§ Exercise requirements
Below are the records. How many of their lines contain "with"? Give only the number.

(Free-text object descriptions)
>>>>
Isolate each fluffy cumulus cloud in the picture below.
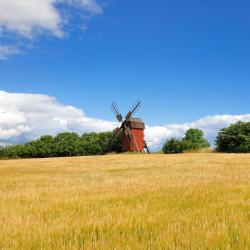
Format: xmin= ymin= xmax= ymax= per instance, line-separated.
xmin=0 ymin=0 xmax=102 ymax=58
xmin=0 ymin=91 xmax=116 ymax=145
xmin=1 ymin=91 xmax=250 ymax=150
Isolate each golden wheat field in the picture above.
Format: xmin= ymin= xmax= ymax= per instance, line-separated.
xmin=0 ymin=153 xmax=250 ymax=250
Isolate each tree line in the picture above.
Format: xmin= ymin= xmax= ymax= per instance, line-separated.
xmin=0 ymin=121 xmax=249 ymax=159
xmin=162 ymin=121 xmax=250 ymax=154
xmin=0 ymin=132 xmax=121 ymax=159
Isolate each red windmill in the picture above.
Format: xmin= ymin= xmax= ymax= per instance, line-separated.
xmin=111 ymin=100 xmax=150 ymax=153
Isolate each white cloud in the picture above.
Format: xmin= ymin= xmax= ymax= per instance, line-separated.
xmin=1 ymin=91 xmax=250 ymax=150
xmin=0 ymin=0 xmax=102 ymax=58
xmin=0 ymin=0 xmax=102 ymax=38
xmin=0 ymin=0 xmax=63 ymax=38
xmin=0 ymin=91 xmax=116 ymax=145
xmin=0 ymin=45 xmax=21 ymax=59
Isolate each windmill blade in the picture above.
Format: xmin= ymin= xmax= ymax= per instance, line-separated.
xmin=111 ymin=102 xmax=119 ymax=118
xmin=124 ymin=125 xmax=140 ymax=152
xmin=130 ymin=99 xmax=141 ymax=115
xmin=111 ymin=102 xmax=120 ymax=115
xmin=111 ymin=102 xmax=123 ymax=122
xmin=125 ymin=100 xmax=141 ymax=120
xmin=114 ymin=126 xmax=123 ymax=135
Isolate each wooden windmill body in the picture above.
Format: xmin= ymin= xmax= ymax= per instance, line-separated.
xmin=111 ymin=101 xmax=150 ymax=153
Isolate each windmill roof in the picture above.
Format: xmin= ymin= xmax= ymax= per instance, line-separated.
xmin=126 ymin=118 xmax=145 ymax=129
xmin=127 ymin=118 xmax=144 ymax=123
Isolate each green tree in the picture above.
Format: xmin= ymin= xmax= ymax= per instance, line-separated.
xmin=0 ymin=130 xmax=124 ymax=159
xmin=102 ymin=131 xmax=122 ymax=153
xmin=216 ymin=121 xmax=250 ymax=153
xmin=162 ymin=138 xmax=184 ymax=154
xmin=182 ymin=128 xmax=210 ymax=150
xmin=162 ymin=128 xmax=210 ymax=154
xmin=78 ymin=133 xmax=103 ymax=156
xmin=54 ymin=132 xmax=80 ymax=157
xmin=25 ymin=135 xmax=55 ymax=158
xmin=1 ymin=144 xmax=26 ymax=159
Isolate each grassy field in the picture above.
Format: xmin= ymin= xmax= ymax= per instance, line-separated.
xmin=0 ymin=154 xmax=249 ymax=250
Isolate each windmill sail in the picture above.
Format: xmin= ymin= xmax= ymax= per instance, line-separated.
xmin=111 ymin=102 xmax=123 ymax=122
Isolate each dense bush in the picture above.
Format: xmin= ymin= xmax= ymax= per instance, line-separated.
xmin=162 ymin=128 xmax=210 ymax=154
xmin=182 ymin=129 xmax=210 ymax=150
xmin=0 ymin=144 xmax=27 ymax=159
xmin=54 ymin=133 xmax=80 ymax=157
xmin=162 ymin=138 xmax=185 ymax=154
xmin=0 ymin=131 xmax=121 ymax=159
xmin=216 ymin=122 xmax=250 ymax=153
<<<<
>>>>
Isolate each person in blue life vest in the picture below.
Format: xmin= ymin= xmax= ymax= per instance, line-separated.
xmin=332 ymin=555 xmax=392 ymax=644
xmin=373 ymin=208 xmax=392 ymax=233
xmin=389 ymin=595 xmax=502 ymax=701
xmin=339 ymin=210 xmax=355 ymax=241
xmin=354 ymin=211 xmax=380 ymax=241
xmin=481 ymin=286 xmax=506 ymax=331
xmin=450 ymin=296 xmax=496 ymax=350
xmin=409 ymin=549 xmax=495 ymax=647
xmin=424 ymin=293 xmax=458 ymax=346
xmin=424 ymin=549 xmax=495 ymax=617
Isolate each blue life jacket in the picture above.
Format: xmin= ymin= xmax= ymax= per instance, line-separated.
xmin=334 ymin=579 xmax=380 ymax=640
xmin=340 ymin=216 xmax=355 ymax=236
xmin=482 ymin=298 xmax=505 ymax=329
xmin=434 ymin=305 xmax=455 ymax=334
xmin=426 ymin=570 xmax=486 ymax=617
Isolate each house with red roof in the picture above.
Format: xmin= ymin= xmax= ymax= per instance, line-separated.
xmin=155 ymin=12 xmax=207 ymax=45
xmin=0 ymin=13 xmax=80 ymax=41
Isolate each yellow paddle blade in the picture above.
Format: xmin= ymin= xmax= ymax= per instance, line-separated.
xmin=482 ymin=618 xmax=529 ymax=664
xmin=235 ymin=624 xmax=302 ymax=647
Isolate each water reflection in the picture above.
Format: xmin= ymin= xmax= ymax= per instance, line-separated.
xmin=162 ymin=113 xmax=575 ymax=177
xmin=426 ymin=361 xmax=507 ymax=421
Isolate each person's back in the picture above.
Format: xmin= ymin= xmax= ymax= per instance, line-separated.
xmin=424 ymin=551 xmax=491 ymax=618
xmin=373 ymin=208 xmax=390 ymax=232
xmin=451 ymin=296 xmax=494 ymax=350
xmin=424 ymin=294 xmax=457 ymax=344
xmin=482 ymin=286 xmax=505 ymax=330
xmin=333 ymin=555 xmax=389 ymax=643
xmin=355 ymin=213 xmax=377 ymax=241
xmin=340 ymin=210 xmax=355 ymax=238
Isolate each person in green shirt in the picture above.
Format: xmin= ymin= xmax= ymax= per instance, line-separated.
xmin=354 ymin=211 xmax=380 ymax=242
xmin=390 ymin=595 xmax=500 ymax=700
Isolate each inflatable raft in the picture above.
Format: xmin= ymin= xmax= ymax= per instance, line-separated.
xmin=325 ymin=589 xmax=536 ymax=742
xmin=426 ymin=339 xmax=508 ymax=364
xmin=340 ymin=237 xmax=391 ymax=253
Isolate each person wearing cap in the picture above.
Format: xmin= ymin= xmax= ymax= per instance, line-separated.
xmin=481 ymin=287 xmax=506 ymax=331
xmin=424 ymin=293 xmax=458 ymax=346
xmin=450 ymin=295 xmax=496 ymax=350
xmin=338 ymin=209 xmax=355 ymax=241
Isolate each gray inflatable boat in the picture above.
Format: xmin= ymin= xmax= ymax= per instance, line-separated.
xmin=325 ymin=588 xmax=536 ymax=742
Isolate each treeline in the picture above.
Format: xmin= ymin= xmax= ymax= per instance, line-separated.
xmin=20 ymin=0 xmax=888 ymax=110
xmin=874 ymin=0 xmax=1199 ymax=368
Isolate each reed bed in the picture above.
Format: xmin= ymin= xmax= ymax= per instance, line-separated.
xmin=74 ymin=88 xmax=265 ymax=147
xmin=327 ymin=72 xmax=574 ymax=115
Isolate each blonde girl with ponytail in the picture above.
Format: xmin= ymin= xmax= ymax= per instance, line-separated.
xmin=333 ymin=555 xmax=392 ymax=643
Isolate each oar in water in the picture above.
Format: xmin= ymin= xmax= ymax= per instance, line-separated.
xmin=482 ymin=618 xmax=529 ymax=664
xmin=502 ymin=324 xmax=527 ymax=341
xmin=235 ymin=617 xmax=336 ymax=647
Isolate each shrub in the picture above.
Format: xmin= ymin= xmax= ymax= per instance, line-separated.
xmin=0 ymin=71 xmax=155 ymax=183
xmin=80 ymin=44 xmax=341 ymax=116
<<<<
§ Exercise result
2